▸ Assignment 1
Reproduce a passage from the court opinion on the Contract Clause word for word, beginning at the words "II. Is the primary" and stopping after the words "the Michigan courts?".

▸ Document segment
· · · · ·
One further point needs mention. In El Paso v Simmons, supra, in holding that the amendment did not unconstitutionally impair the obligations of contract, the Court made it clear that it did not deem the question whether the amendments were remedial or substantive to be important, as previous cases had. What was important in the Court's view was that the particular promise of reinstatement[8]*670 was not the central undertaking of the seller nor the primary consideration for the buyer's undertaking. The same is true here. Neither the owner-operators' central undertaking, nor the carriers' primary consideration for entering into the applicable collective agreements was the alleged obligation of the owner-operator to pay 100% of the registration fee. It was but an incidental part, leaving the bulk of the contract unimpaired. Therefore, since the impact of the 1969 amendment of MCLA 257.801(k), supra, on the main thrust of the contract is slight and presumably the state interest in adopting the 1969 amendment significant, we can only conclude that the Contract Clause does not prohibit the state from enforcing this amended statute even though such action does impair an obligation of a contract between private parties and will continue to do so in the future.
II. Is the primary question presented in the instant action (the constitutionality issue just discussed) academic and hypothetical and thus not properly before the Michigan courts?
· · · · ·
▸ Task input

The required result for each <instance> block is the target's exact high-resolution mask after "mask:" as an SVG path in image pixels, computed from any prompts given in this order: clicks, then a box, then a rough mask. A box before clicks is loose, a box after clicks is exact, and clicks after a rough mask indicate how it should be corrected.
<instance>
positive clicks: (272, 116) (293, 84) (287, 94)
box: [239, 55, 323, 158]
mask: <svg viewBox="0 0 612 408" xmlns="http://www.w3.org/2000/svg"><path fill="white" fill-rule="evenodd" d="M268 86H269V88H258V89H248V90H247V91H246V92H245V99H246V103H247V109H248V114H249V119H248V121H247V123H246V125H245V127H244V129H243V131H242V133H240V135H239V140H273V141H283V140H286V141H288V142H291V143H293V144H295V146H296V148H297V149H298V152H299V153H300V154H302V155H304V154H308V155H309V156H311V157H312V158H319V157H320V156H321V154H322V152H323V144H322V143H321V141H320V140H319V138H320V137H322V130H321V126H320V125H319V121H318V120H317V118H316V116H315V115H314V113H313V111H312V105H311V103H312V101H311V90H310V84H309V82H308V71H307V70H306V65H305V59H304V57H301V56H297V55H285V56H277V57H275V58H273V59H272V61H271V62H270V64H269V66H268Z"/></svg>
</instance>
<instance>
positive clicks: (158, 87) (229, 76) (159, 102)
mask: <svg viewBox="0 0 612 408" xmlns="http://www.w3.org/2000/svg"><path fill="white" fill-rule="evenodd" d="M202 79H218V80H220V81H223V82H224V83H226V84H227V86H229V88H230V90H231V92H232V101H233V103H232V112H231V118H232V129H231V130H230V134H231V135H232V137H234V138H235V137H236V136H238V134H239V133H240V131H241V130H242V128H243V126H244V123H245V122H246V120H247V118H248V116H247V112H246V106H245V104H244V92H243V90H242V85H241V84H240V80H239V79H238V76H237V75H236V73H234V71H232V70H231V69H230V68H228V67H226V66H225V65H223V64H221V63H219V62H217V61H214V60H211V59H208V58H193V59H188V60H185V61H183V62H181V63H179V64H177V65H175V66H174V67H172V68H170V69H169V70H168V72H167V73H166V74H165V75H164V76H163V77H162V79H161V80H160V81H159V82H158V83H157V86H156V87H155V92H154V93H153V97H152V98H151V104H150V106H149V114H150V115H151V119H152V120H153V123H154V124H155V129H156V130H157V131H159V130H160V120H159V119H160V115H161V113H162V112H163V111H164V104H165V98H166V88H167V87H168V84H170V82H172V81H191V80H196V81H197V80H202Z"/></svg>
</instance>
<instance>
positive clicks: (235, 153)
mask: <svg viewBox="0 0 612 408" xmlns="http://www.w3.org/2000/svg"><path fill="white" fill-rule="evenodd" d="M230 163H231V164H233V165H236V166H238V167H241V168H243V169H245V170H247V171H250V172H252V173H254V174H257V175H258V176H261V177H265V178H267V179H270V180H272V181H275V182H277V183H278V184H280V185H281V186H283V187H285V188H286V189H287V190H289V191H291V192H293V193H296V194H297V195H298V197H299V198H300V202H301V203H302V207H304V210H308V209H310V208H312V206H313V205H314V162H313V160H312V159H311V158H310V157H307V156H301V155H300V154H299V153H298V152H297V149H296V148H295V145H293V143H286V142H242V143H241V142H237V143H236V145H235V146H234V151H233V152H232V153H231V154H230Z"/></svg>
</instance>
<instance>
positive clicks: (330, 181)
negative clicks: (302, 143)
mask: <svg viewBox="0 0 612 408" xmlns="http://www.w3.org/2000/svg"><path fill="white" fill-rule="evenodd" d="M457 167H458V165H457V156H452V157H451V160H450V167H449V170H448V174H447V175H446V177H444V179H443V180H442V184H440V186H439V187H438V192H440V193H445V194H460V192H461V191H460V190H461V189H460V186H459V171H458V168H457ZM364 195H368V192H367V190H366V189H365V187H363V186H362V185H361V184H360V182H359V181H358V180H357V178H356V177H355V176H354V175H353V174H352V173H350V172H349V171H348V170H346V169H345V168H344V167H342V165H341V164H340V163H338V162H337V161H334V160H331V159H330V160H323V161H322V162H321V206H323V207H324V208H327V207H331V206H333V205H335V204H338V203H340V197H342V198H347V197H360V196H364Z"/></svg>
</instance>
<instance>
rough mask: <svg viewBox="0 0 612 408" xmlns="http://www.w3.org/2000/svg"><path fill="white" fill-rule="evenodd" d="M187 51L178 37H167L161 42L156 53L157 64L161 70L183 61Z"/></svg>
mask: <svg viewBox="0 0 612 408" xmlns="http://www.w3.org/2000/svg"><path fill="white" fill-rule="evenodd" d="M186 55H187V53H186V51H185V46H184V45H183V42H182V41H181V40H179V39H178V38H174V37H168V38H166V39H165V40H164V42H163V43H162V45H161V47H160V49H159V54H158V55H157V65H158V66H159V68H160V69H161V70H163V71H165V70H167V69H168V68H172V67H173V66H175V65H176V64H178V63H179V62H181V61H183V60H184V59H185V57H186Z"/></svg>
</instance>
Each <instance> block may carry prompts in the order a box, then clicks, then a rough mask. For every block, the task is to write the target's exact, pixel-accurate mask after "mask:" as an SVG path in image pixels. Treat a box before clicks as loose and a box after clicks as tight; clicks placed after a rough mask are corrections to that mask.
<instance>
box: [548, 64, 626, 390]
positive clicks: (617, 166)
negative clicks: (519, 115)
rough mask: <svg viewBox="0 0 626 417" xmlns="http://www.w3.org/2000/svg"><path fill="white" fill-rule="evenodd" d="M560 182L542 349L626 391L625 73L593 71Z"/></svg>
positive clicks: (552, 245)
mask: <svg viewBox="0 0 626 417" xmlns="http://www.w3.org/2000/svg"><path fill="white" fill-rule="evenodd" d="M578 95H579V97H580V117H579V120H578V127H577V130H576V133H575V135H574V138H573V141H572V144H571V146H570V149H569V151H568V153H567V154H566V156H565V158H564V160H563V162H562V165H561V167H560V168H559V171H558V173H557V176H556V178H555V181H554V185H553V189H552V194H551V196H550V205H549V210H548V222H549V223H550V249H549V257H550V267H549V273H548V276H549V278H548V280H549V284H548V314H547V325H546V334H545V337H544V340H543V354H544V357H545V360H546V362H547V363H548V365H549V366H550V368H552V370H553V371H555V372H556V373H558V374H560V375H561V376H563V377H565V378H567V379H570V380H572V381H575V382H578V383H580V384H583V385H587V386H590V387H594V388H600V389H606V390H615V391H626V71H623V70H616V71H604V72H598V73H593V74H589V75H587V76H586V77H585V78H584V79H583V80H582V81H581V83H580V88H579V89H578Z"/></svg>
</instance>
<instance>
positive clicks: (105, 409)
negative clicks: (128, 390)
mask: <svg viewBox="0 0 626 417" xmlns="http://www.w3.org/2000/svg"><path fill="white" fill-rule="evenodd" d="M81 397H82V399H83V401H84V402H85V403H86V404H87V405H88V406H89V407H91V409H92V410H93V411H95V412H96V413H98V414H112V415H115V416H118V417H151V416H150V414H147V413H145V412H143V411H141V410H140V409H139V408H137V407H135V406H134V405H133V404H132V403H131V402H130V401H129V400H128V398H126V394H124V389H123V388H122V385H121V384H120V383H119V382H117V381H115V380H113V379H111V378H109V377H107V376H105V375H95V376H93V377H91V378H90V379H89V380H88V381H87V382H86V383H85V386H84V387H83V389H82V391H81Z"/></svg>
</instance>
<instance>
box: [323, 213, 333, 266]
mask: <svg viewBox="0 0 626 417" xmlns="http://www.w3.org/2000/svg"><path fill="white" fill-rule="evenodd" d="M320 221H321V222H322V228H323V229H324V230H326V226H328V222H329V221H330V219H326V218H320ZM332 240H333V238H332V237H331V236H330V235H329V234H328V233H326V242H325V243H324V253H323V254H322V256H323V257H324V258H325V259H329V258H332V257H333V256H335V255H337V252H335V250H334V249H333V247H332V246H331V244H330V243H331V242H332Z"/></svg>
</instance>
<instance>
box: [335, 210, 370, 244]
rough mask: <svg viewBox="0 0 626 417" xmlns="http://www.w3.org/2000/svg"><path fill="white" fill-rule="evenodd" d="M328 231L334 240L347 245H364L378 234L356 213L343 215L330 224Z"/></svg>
· · · · ·
▸ Assignment 2
Write out the records from their first line through the line that has "box: [239, 55, 323, 158]", swapping "rough mask" for "draft mask" and leaving everything else unchanged. Give only those lines.

▸ Written answer 1
II. Is the primary question presented in the instant action (the constitutionality issue just discussed) academic and hypothetical and thus not properly before the Michigan courts?

▸ Written answer 2
The required result for each <instance> block is the target's exact high-resolution mask after "mask:" as an SVG path in image pixels, computed from any prompts given in this order: clicks, then a box, then a draft mask. A box before clicks is loose, a box after clicks is exact, and clicks after a draft mask indicate how it should be corrected.
<instance>
positive clicks: (272, 116) (293, 84) (287, 94)
box: [239, 55, 323, 158]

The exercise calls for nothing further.